## start

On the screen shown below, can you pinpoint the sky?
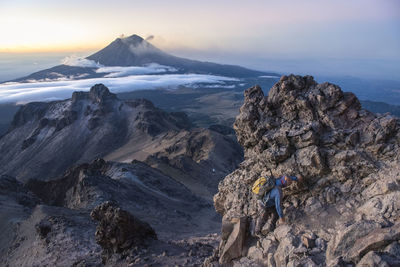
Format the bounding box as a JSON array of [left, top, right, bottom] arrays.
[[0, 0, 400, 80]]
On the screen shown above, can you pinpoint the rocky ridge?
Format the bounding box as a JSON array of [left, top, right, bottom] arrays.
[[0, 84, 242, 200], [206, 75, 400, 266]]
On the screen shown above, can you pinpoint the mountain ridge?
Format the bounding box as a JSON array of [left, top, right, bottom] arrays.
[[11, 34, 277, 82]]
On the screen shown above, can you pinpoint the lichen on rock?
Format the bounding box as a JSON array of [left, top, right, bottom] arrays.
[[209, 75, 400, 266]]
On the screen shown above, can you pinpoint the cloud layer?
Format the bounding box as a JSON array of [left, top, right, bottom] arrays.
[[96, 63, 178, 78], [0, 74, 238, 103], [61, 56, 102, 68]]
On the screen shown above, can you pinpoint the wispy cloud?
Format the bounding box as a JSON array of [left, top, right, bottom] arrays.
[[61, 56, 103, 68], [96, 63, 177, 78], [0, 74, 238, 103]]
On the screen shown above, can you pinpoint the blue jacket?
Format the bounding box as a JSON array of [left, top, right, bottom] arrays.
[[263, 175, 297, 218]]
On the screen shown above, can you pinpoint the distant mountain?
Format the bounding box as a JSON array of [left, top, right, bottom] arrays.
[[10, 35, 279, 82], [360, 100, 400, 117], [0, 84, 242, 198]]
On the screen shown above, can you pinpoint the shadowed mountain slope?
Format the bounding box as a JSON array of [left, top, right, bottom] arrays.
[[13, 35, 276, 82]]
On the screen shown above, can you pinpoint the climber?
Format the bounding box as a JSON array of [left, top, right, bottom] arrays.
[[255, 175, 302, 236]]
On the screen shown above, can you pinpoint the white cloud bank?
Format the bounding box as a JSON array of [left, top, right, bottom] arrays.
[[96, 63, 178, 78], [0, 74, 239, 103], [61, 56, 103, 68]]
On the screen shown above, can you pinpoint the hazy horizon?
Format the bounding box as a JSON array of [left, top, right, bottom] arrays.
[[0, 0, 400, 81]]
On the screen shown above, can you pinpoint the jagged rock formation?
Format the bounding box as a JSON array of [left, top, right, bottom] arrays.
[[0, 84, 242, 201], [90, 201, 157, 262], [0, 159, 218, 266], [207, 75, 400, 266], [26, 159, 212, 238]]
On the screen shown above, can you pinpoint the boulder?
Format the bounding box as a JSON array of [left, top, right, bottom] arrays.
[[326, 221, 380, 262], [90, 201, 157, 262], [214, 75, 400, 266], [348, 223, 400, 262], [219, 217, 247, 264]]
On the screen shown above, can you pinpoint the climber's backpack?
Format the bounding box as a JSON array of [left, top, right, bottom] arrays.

## end
## start

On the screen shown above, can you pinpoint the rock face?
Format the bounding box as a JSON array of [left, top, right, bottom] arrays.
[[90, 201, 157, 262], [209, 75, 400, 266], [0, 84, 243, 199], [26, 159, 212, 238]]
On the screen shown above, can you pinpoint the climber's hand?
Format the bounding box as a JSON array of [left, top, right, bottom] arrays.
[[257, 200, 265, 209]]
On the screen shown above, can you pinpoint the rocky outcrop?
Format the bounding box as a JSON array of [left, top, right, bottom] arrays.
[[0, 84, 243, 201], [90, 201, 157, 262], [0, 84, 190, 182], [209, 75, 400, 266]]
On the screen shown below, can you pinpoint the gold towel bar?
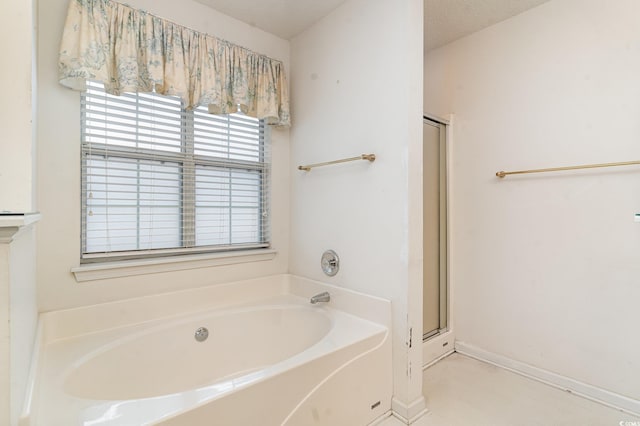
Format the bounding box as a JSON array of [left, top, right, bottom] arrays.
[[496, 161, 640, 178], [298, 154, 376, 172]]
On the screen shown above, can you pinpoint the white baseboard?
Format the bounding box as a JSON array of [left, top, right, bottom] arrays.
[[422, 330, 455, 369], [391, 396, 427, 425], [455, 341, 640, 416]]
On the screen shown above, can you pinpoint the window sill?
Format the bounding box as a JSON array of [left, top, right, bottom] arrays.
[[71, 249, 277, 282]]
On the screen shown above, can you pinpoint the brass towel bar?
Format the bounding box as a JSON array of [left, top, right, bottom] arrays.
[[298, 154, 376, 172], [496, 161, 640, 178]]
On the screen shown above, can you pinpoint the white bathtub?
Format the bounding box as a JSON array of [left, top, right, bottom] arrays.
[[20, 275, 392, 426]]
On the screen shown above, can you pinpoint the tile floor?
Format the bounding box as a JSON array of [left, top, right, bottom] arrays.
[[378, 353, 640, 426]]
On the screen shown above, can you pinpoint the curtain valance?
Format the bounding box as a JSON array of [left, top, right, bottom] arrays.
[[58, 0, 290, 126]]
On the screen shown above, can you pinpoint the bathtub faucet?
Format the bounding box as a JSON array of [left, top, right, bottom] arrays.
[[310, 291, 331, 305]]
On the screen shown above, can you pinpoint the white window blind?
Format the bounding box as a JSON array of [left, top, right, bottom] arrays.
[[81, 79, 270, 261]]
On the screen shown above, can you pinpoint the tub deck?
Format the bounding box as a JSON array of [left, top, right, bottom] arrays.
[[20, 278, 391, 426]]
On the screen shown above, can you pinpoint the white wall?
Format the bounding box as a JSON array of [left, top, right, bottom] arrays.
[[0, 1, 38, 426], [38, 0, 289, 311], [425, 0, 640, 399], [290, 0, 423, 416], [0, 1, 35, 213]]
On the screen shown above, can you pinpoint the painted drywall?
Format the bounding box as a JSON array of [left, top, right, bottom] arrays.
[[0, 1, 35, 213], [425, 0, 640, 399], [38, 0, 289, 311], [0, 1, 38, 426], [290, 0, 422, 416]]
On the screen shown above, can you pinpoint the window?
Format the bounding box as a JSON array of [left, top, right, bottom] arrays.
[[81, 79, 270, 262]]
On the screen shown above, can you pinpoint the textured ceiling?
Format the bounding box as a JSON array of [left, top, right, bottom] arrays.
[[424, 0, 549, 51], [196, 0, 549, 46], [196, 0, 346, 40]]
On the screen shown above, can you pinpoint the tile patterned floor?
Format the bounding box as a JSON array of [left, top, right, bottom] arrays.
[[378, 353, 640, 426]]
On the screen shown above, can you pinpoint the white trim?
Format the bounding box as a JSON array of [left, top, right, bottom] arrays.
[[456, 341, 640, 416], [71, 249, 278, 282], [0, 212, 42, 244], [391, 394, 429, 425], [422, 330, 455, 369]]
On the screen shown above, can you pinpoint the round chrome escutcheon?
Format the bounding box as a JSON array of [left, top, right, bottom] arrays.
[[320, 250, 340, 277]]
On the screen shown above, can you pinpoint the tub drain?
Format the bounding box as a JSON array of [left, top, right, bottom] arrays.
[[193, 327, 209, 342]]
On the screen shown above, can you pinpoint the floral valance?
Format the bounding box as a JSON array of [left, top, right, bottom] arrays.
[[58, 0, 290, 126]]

## end
## start

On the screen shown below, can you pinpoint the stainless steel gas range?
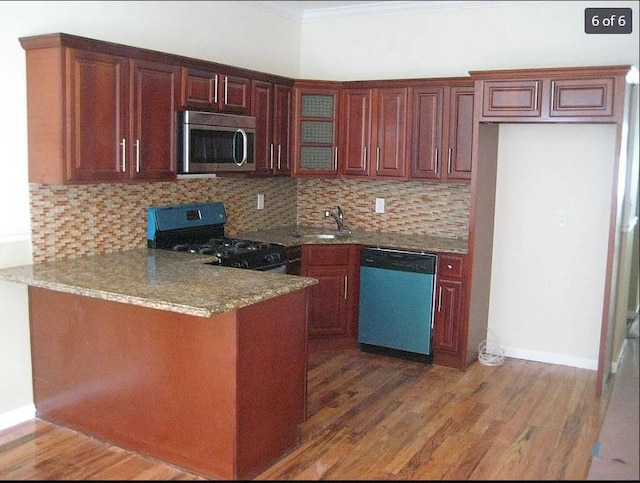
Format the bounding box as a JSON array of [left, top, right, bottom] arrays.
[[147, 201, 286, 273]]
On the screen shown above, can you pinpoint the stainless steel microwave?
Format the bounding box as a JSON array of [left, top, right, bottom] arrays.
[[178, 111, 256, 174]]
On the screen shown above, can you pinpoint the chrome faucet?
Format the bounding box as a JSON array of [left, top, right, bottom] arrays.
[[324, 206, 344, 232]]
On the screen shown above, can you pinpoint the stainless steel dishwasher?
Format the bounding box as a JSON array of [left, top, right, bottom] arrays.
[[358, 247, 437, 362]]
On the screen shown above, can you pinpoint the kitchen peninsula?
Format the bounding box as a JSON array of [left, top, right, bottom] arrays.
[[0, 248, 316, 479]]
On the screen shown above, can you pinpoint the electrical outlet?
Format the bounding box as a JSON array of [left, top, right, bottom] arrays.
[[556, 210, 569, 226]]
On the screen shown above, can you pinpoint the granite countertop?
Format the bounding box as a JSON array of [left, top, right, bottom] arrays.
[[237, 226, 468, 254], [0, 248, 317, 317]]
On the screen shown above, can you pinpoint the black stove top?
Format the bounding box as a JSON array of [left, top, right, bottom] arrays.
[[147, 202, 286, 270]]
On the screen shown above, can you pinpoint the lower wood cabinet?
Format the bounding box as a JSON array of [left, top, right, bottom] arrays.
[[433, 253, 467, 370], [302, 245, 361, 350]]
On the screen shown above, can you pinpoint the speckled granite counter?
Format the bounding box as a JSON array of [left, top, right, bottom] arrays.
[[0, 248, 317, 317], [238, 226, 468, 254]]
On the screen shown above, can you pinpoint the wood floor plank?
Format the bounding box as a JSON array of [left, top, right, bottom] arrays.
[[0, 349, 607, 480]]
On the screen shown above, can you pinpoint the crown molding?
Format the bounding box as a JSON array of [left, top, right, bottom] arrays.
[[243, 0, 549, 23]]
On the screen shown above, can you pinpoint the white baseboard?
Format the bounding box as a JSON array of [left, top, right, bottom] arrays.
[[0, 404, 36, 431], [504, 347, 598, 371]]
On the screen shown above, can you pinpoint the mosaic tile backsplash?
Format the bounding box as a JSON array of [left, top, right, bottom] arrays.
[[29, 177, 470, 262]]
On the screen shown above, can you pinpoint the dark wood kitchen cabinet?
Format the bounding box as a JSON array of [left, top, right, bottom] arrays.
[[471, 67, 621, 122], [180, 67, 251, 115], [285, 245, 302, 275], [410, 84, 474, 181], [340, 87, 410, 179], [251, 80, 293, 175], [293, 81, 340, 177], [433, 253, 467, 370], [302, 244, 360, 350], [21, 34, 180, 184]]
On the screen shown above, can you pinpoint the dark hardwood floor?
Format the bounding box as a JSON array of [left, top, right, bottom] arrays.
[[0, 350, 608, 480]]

## end

What to produce: Copy the records word for word, beginning at the line that contains "On the screen shown above, can you pinpoint the shadowed" and stopping after the line that contains "[[0, 0, 400, 81]]".

Written solution:
On the screen shown above, can you pinpoint the shadowed mountain slope?
Format the bounding box as a JSON array of [left, top, right, bottom] arrays.
[[13, 35, 276, 82]]
On the screen shown above, can you pinpoint the climber?
Format the bounding box as a JSON array of [left, top, right, bottom] arrays.
[[255, 175, 302, 236]]
On the screen shown above, can you pinpoint the white cloud bank?
Format the bounding box as a JSON array of [left, top, right, bottom] arrays.
[[96, 63, 178, 78], [0, 74, 239, 103], [61, 56, 103, 68]]
On the screen shown above, can you pinpoint the hazy horizon?
Format the bounding box as a JSON array of [left, top, right, bottom] arrays.
[[0, 0, 400, 81]]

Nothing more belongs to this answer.